Exercise
No image is to be carried over; reproduce the rest of the listing word for word.

BEGIN

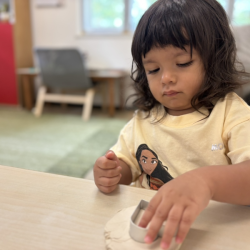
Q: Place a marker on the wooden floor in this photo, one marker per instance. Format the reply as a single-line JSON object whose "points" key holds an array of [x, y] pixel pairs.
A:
{"points": [[96, 112]]}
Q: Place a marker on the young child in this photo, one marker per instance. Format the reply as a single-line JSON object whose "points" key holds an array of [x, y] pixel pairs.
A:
{"points": [[188, 115]]}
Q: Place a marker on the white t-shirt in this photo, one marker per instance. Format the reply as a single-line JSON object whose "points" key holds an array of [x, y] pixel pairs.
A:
{"points": [[186, 142]]}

END

Problem solution
Q: Place a marker on the wooden floor in this photo, one marker per instance. Format the reply as a single-line JSON object whose "points" key holds an array of [x, y] pixel pairs.
A:
{"points": [[96, 112]]}
Q: Place a marker on the young child in this photo, one marker per instance. Format the reply as a single-line JSON object whose "points" key holds an array of [x, y] pixel pairs.
A:
{"points": [[188, 115]]}
Q: Place a marker on the white t-shirt in this photo, one marker per instance. Format the reply as a single-line JSON object whose "points" key holds an array of [x, y] pixel pairs.
A:
{"points": [[186, 142]]}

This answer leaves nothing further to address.